[LISTED ENTRIES]
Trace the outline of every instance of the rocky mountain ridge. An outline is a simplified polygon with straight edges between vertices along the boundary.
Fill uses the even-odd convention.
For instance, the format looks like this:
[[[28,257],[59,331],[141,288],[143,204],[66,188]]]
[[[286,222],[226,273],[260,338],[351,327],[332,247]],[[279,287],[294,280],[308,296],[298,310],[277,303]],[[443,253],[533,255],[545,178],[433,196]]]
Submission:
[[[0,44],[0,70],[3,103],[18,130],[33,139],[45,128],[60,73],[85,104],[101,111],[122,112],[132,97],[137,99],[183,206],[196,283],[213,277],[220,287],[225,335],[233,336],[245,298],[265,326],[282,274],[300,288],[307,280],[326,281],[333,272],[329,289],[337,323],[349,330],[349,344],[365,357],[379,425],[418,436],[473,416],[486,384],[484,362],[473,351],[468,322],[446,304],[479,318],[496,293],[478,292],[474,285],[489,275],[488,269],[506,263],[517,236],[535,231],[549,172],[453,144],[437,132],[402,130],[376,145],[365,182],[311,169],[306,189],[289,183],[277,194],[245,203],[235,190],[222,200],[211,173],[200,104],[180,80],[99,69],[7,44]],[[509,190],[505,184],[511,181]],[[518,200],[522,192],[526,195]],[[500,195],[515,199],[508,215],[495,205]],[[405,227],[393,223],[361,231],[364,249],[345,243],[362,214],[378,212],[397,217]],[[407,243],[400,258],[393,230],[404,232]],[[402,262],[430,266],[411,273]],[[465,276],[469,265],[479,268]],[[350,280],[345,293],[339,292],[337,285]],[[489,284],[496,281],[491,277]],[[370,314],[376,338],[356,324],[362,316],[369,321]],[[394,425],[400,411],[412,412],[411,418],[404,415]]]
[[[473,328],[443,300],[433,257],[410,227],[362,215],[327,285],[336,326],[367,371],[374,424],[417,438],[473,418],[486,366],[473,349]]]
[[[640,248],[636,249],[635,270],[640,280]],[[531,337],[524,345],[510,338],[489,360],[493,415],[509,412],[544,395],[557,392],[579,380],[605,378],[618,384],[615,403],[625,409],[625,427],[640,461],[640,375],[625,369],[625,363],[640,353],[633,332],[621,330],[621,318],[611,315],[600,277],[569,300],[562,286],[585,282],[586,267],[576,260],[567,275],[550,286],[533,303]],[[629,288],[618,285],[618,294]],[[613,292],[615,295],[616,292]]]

[AIM OF THE EXERCISE]
Reproduce the entire listing above word for word, keeping every line in its original order.

[WRITTEN REPLY]
Trace the outline of every instance of the rocky mountain ridge. An outline is a simplified polygon with straight edges between vertices along the boundary.
Fill uses the even-odd convention.
For instance, the format looks like this:
[[[28,257],[59,331],[141,288],[143,204],[66,188]]]
[[[286,222],[226,273],[260,338],[351,327],[332,247]],[[279,287],[294,280],[308,296],[298,310],[277,303]],[[443,253],[533,255],[545,178],[433,196]]]
Submission:
[[[0,44],[0,70],[3,103],[18,130],[33,139],[45,128],[60,73],[85,104],[101,111],[122,112],[132,97],[137,99],[183,206],[196,283],[213,277],[220,287],[225,335],[233,336],[245,298],[265,326],[282,274],[300,288],[307,280],[326,281],[333,272],[329,289],[337,323],[349,330],[349,344],[365,357],[379,425],[418,436],[473,416],[486,384],[484,362],[473,351],[468,322],[446,304],[479,318],[496,293],[478,292],[474,285],[489,275],[488,269],[506,263],[517,236],[535,231],[549,172],[453,144],[437,132],[402,130],[376,145],[365,182],[311,169],[306,189],[289,183],[277,194],[245,203],[235,190],[222,200],[211,173],[200,104],[180,80],[99,69],[7,44]],[[509,190],[505,184],[511,181]],[[518,200],[522,192],[526,195]],[[500,195],[515,199],[508,215],[495,205]],[[405,227],[393,223],[361,231],[364,249],[345,243],[362,214],[378,212],[397,217]],[[407,243],[400,258],[393,230],[404,232]],[[402,262],[430,266],[411,273]],[[465,276],[469,265],[479,268]],[[350,280],[345,293],[339,292],[337,285]],[[489,284],[496,281],[491,277]],[[370,314],[376,338],[356,324],[362,316],[369,321]],[[394,425],[400,411],[412,412],[411,418],[404,415]]]
[[[473,328],[443,300],[433,257],[410,227],[362,215],[327,285],[336,326],[367,371],[374,424],[417,438],[473,418],[486,366],[473,349]]]
[[[640,248],[636,249],[635,270],[640,280]],[[531,337],[524,345],[510,338],[489,360],[493,415],[509,412],[544,395],[557,392],[579,380],[605,378],[618,384],[615,403],[625,409],[625,427],[640,461],[640,375],[625,369],[625,363],[640,353],[633,332],[621,330],[621,318],[611,315],[600,277],[569,300],[562,286],[585,282],[586,267],[576,260],[567,275],[550,286],[533,303]],[[629,288],[618,285],[618,294]],[[613,292],[615,295],[616,292]]]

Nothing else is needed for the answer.